TO BE DONE:
Set down, word for word, the stretch of the material below that runs from the line containing "wooden floor, one" through the end of the material, including both ends.

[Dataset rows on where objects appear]
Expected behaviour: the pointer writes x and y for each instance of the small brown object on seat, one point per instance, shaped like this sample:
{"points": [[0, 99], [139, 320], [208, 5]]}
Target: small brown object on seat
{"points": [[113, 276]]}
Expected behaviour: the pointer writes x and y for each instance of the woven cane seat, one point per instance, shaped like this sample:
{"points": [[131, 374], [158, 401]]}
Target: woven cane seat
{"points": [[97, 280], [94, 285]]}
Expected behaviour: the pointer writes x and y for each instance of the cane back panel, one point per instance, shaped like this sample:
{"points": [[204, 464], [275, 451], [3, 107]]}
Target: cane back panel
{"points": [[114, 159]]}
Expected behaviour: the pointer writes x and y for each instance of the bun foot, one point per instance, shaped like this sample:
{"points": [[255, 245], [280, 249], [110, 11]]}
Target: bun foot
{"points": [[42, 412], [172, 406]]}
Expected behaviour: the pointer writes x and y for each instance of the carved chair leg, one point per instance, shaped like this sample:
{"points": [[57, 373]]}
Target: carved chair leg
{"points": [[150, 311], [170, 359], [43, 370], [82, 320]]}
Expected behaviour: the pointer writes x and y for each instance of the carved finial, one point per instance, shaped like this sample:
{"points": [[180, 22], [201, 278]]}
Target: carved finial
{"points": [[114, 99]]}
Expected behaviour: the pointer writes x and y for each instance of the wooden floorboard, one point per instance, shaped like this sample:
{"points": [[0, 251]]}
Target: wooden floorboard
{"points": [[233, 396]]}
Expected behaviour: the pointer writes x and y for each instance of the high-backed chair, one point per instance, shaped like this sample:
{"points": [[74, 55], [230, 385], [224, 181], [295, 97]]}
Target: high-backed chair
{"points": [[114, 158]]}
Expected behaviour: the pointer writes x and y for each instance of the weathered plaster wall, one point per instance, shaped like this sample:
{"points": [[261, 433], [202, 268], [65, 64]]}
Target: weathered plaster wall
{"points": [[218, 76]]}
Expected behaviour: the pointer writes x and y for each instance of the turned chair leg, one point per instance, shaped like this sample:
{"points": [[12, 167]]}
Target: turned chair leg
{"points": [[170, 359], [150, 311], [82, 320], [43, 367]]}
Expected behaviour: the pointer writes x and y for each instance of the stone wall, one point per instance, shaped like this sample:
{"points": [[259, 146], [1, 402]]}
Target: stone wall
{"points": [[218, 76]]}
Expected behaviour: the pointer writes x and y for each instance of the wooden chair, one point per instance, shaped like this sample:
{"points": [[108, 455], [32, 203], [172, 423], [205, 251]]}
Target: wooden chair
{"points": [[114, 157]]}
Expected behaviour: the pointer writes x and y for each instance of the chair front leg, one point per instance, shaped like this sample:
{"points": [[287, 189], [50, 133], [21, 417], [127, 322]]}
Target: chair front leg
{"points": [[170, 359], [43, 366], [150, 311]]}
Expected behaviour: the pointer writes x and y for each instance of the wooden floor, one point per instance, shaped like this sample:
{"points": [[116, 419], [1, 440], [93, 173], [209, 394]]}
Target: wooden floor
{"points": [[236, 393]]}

FINISHED EXERCISE:
Expected behaviour: the pointer writes x and y for each instance of the wooden floor, one point per instance, shaped like this sample:
{"points": [[116, 419], [1, 440], [93, 173], [209, 394]]}
Target: wooden floor
{"points": [[236, 393]]}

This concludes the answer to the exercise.